(WORKING DATA)

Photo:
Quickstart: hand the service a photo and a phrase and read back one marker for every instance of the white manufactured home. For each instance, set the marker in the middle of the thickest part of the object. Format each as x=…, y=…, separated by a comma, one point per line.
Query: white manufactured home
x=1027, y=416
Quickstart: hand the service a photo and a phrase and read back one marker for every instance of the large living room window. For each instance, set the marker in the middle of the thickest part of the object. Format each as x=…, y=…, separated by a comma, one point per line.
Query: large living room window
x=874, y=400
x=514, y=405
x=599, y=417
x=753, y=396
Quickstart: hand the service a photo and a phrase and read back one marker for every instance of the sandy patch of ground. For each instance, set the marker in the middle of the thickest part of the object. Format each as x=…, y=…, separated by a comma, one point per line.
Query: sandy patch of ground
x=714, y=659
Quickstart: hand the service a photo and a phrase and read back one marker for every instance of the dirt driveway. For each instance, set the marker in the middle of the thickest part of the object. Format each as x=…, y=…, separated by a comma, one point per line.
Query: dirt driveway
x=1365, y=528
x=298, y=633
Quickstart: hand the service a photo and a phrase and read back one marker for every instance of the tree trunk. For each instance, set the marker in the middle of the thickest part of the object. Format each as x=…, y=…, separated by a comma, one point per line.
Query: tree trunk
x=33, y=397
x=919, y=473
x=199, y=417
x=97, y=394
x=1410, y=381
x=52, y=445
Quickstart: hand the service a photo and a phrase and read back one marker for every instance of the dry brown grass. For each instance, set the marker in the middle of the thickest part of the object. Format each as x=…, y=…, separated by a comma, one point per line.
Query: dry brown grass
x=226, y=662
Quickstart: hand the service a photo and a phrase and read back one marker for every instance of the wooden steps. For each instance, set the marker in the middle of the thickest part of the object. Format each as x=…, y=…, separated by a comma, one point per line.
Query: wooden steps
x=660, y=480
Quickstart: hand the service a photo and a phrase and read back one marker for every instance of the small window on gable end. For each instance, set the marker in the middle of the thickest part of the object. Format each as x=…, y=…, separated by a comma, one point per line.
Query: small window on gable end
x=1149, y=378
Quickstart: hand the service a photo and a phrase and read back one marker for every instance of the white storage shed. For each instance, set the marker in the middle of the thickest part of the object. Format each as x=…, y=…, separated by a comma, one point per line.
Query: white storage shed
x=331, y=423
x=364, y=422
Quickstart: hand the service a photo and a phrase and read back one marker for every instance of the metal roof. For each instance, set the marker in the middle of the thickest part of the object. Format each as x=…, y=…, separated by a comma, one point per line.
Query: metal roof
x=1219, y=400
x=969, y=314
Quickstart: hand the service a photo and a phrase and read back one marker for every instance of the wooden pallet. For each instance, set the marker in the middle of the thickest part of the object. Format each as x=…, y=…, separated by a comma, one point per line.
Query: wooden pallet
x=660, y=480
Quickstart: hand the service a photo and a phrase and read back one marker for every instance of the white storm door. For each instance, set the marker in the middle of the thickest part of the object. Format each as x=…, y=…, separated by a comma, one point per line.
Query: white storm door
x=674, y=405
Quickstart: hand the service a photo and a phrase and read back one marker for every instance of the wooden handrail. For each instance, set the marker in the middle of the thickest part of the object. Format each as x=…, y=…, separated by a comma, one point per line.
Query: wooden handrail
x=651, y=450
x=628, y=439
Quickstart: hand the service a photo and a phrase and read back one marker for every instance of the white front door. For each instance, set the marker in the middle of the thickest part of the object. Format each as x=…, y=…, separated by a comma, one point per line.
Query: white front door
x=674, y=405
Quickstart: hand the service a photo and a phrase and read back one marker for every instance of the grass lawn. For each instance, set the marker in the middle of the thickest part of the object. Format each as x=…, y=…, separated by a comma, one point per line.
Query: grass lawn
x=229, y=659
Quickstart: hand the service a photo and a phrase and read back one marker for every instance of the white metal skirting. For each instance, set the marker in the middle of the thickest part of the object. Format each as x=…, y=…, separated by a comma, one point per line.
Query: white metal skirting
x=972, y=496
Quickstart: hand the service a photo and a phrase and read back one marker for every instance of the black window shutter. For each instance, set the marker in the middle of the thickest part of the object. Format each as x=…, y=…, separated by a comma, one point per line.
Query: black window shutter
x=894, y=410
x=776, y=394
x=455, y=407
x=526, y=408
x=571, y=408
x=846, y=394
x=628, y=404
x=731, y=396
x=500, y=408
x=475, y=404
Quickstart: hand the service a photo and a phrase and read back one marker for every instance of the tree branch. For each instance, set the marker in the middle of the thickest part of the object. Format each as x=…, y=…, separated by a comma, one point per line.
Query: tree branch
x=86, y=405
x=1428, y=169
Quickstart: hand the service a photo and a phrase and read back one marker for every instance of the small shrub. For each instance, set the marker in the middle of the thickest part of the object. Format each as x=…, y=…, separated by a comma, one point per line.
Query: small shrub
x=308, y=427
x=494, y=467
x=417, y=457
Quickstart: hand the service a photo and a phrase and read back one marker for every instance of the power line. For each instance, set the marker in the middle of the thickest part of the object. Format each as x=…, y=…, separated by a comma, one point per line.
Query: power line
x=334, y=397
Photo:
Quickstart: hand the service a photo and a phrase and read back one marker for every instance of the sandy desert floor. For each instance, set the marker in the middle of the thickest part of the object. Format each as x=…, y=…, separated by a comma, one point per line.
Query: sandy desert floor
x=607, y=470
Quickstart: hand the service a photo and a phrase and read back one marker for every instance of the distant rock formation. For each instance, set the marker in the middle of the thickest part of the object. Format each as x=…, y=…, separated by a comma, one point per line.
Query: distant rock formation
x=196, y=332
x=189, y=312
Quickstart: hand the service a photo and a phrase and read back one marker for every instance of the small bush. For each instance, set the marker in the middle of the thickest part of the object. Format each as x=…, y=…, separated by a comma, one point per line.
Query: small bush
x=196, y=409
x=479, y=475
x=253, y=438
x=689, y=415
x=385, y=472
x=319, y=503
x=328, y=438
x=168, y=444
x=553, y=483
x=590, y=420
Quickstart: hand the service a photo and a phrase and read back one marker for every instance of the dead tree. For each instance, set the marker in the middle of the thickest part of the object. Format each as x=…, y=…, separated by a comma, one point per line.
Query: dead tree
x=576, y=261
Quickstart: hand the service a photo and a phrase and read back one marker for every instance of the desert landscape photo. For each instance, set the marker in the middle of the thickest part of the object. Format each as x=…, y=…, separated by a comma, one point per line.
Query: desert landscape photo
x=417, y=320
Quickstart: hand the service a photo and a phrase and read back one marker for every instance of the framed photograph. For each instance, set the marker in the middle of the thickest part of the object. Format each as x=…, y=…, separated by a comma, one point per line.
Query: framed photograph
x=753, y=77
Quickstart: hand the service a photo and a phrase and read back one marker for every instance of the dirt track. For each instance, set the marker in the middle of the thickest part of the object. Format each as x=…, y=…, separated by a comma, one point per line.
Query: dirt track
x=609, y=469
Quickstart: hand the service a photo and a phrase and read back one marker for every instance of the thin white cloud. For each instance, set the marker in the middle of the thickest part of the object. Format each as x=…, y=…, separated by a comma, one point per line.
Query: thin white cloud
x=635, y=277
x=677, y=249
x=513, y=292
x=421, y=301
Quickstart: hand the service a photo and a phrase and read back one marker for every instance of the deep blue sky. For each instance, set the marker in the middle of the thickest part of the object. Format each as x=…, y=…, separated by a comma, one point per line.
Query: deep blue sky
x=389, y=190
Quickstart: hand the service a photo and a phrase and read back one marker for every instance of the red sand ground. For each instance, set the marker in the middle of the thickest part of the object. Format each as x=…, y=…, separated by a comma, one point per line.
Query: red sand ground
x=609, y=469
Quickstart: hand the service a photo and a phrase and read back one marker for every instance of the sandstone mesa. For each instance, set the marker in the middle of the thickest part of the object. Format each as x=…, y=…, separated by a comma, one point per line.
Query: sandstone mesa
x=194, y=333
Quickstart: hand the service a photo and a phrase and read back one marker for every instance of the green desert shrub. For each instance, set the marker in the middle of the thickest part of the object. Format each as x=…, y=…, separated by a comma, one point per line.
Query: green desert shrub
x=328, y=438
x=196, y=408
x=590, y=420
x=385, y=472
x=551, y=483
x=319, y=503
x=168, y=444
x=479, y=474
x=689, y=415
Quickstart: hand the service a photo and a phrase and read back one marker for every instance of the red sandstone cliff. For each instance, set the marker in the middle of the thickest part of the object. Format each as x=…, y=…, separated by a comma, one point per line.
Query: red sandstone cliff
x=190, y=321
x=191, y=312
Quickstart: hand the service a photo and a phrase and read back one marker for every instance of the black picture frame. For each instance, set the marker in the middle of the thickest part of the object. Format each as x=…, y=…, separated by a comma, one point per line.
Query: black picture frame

(End WORKING DATA)

» EXERCISE PROMPT
Return only the stretch of the material above from the line holding "Query: red sand ground" through the line holding "of the green", copied exactly.

» TASK RESPONSE
Query: red sand ground
x=609, y=469
Quickstart: hand the service a photo and a phrase and read back one marker for every instance of the sandstone mesa. For each instance, set the marker in the middle of the thickest part of the object. Format each as x=…, y=…, separated by a comma, one point per line.
Query: sandstone mesa
x=194, y=333
Quickstart: hand the service a photo and a phrase and read back one marker for every instance of the green desert shrub. For each instance, set the marker in the middle of the thickest part of the object. Format each as x=…, y=…, separated by a comma, one point per line.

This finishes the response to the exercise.